• [Task] Output the material below in full, exactly as it is.
>> begin Given records
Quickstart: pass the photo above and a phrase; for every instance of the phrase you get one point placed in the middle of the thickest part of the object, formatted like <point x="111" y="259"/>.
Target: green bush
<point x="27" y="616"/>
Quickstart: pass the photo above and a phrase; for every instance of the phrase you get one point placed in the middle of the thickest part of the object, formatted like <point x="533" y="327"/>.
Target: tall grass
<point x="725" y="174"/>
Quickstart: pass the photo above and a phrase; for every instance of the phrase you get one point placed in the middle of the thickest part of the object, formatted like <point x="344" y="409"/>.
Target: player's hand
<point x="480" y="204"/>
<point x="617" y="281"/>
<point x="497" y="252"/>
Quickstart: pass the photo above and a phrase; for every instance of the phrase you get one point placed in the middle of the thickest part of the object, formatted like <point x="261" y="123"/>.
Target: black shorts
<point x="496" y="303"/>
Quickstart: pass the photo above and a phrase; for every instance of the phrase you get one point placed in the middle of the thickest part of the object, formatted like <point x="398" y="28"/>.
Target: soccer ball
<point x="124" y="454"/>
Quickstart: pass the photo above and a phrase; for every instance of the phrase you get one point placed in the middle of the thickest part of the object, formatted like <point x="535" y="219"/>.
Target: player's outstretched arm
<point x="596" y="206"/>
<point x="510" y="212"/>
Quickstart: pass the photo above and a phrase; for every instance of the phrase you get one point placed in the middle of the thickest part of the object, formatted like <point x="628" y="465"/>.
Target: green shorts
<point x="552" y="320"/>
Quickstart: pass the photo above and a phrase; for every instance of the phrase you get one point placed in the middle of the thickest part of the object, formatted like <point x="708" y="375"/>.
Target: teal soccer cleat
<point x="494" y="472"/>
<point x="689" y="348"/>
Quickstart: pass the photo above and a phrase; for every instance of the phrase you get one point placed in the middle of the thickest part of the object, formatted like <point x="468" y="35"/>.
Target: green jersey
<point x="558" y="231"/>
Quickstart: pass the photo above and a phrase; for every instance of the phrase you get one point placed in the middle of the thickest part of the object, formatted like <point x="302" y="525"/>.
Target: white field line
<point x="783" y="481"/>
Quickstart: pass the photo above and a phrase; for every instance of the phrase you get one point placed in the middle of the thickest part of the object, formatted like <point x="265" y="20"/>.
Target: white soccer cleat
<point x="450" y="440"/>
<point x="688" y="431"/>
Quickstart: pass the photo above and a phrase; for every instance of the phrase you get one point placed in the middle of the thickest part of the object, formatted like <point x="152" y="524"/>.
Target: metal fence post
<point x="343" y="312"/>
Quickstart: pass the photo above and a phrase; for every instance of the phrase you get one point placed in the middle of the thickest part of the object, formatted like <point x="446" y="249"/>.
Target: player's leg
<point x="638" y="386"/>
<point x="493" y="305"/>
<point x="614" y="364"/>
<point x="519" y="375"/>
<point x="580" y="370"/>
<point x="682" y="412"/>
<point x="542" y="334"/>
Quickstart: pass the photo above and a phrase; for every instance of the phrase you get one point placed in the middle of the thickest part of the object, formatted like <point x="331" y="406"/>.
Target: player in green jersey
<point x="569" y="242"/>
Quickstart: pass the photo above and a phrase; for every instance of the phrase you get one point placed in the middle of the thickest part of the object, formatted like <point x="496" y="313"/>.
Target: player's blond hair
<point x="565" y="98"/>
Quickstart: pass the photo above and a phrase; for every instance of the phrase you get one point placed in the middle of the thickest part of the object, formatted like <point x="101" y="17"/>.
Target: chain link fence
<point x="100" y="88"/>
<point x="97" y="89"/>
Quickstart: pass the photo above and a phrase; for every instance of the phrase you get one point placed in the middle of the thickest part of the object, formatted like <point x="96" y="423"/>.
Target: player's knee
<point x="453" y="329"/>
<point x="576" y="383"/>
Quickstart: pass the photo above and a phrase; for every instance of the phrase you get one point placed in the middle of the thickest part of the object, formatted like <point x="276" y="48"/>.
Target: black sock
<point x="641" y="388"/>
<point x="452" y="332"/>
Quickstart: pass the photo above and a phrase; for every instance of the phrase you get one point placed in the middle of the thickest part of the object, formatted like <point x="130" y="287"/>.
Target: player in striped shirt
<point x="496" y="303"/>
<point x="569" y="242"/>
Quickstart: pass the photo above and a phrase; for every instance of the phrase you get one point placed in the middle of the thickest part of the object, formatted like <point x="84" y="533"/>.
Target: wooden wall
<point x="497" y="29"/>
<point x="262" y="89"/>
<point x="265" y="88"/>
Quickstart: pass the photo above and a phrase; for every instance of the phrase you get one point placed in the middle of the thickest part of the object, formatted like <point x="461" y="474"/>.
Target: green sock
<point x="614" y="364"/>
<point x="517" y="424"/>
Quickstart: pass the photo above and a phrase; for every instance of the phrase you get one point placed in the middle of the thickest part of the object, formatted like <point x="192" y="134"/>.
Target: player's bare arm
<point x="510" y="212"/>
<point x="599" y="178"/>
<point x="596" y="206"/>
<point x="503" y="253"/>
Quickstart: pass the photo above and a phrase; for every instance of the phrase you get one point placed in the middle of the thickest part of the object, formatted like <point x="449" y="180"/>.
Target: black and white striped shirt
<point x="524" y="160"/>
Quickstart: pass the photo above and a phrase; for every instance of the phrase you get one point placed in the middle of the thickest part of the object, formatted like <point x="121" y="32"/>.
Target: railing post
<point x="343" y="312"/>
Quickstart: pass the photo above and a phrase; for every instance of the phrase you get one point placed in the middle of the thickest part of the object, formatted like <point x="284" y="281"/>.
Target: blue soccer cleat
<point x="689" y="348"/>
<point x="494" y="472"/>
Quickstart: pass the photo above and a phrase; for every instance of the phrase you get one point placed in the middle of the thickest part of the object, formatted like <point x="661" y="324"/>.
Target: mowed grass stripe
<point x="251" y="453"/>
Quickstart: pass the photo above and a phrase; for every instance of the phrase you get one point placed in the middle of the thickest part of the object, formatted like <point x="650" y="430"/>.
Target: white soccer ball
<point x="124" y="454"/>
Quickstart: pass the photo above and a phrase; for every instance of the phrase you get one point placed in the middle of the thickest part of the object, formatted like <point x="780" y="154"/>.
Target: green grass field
>> end Given records
• [Solution]
Quickstart: pass the photo above and a phrase; for every instance of the phrase you get one point placed in the middle of the thickest part of the object, formatted like <point x="111" y="259"/>.
Target: green bush
<point x="27" y="616"/>
Quickstart: pass the photo above and a phrase; for every instance of the phrase you get one point placed in the middle of the thickest part of the object, formatted like <point x="533" y="327"/>.
Target: tall grass
<point x="725" y="174"/>
Quickstart: pass the photo above and a phrase; for every instance of the phrase you get one point placed in the middle of the thickest part of the object, formatted like <point x="344" y="409"/>.
Target: player's hand
<point x="480" y="204"/>
<point x="617" y="281"/>
<point x="497" y="252"/>
Quickstart: pass the photo above and a phrase; for every instance of the phrase you get one point placed in the middle of the thickest part of the object, formatted like <point x="261" y="123"/>.
Target: black shorts
<point x="496" y="303"/>
Quickstart: pass the photo above and a phrase; for every instance of the phrase you get one point placed in the middle of the thickest part of the object, formatted like <point x="398" y="28"/>.
Target: soccer ball
<point x="124" y="454"/>
Quickstart: pass the photo above and a phrase; for every instance of the phrase you get one point placed in the middle of the thickest part of the object, formatted like <point x="535" y="219"/>.
Target: player's outstretched arm
<point x="596" y="206"/>
<point x="510" y="212"/>
Quickstart: pass the photo above and a phrase; for every instance of the phrase you get one point placed in the middle of the thickest part of the object, formatted like <point x="628" y="465"/>.
Target: green shorts
<point x="552" y="320"/>
Quickstart: pass the photo above and a phrase; for every instance of the phrase you get one point placed in the middle of the thickest part of the object, formatted like <point x="708" y="375"/>.
Target: teal soccer cleat
<point x="494" y="472"/>
<point x="689" y="348"/>
Quickstart: pass the photo above and a phrase; for every instance of the phrase you get one point placed in the middle of the thickest part of the object, formatted like <point x="468" y="35"/>.
Target: green jersey
<point x="558" y="231"/>
Quickstart: pass the photo above and a phrase; for every instance of the phrase you get one point placed in the middle of the thickest part of the object, formatted like <point x="302" y="525"/>.
Target: white field line
<point x="783" y="481"/>
Quickstart: pass the photo above and a phrase; for every instance of the phrase you get one point placed in the middle of the thickest part of the object, formatted like <point x="265" y="20"/>.
Target: white soccer cleat
<point x="450" y="440"/>
<point x="688" y="431"/>
Quickstart: pass the photo above and a phrase; for every instance of the phrase you get one point placed in the middle of the thickest part of the object, formatted like <point x="152" y="524"/>.
Target: metal fence post
<point x="343" y="312"/>
Quickstart: pass the photo above and a phrase; for every instance of the phrase you get one point placed in the middle of the thickest part of the object, formatted like <point x="446" y="249"/>.
Target: player's leg
<point x="638" y="386"/>
<point x="493" y="305"/>
<point x="614" y="364"/>
<point x="519" y="375"/>
<point x="580" y="370"/>
<point x="682" y="412"/>
<point x="542" y="334"/>
Quickstart: pass the photo above and a phrase; for every instance of the phrase you get one point placed in the middle of the thickest part of the object, formatted like <point x="331" y="406"/>.
Target: player in green jersey
<point x="569" y="242"/>
Quickstart: pass the photo above and a phrase; for every instance of the phrase you get one point placed in the middle of the thickest part of the object, formatted like <point x="496" y="313"/>.
Target: player's blond hair
<point x="565" y="98"/>
Quickstart: pass the photo above and a phrase; for every instance of the phrase you get one point placed in the middle of the thickest part of the object, formatted like <point x="101" y="17"/>.
Target: chain link fence
<point x="100" y="88"/>
<point x="97" y="89"/>
Quickstart: pass the photo above and a phrase; for every instance of the phrase you get one point placed in the middle of the thickest part of the object, formatted like <point x="96" y="423"/>.
Target: player's knee
<point x="453" y="329"/>
<point x="576" y="383"/>
Quickstart: pass the photo above and a phrase; for every instance of the phrase you get one point placed in the middle of the thickest part of the object, formatted like <point x="276" y="48"/>.
Target: black sock
<point x="641" y="388"/>
<point x="452" y="332"/>
Quickstart: pass the photo above and a phrase; for every instance of the phrase you get one point placed in the middle of the thickest part of the object, formatted like <point x="130" y="287"/>.
Target: player in striped shirt
<point x="496" y="303"/>
<point x="569" y="242"/>
Quickstart: pass the photo above and a phrase; for every instance of the phrase you get one point placed in the middle of the thickest part of the object, formatted like <point x="84" y="533"/>.
Target: wooden wall
<point x="497" y="29"/>
<point x="262" y="89"/>
<point x="265" y="88"/>
Quickstart: pass the photo above and a phrase; for every instance of the phrase you get one point placed in the middle of the thickest part of the object, formatted like <point x="461" y="474"/>.
Target: green sock
<point x="614" y="364"/>
<point x="517" y="424"/>
Quickstart: pass the photo above and a phrase; for every instance of the phrase you get one point placed in the middle of the thickest part of the object, formatted like <point x="192" y="134"/>.
Target: player's bare arm
<point x="510" y="212"/>
<point x="599" y="178"/>
<point x="596" y="206"/>
<point x="503" y="253"/>
Quickstart: pass the photo above and a phrase; for every instance of the phrase you get one point placed in the middle of the thickest part of the object, formatted like <point x="449" y="180"/>.
Target: black and white striped shirt
<point x="524" y="160"/>
Quickstart: pass the photo above and a phrase; for every instance of the phrase you get one point placed in the middle of the thickest part of the object, formatted like <point x="121" y="32"/>.
Target: railing post
<point x="343" y="312"/>
Quickstart: pass the photo above and a phrase; for every instance of the phrase you get one point placed in the middle of the thickest part of the object, formatted like <point x="284" y="281"/>.
Target: blue soccer cleat
<point x="689" y="348"/>
<point x="494" y="472"/>
Quickstart: pass the photo above and a phrase; for every instance of the phrase you get one point placed in the middle of the thickest part of the object, formatted like <point x="661" y="324"/>.
Target: mowed grass stripe
<point x="251" y="453"/>
Quickstart: pass the photo above and a phrase; for every instance of the phrase you get one point placed in the middle of the thickest part of the object, formatted like <point x="650" y="430"/>.
Target: white soccer ball
<point x="124" y="454"/>
Quickstart: pass the photo above and a phrase; for every instance of the phrase you get one point placed in the middle of the thickest part of the object, formatted like <point x="780" y="154"/>.
Target: green grass field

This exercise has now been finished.